[Records from a dataset]

************

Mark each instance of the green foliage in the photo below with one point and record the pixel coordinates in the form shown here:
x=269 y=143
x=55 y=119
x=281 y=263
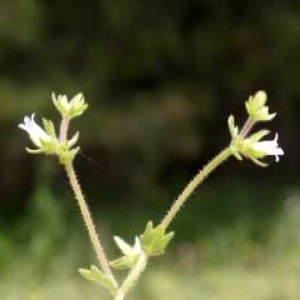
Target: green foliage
x=155 y=240
x=94 y=274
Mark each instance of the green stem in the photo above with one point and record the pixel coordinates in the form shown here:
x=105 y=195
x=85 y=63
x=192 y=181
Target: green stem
x=132 y=277
x=87 y=217
x=198 y=179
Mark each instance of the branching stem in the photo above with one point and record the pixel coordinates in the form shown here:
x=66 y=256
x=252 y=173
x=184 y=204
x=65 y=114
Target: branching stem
x=193 y=184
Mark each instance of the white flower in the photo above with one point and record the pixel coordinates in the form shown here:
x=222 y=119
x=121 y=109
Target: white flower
x=36 y=133
x=269 y=148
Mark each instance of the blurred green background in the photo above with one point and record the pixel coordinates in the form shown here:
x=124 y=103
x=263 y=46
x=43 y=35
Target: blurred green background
x=161 y=78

************

> _REQUIREMENTS_
Copy all of the records above line for line, without the pictures.

> _EXPECTED ANSWER_
Mark each instance of the green foliage in the photo below with one point and record the pixel coordinates in the form shown here:
x=269 y=143
x=55 y=119
x=281 y=263
Target: green foliage
x=155 y=240
x=94 y=274
Mark each instance of the green stem in the photo above with one point and record the pixel coordinates in the form shown here:
x=105 y=195
x=85 y=63
x=192 y=181
Target: green stem
x=132 y=277
x=87 y=217
x=198 y=179
Mark each instance of the branching stem in the photo above with one point and record the pixel coordinates in the form shown here:
x=66 y=256
x=252 y=173
x=184 y=204
x=65 y=114
Target: branching stem
x=193 y=184
Mark each instance of the white flower in the photo above with one point and record the pixel coordinates in the form shown here:
x=222 y=119
x=121 y=109
Target: white flower
x=36 y=133
x=269 y=148
Mark each instance of the blurred green background in the photo above with one point and record the pixel coordinates in the form shown here:
x=124 y=103
x=263 y=46
x=43 y=35
Target: blurred green background
x=161 y=78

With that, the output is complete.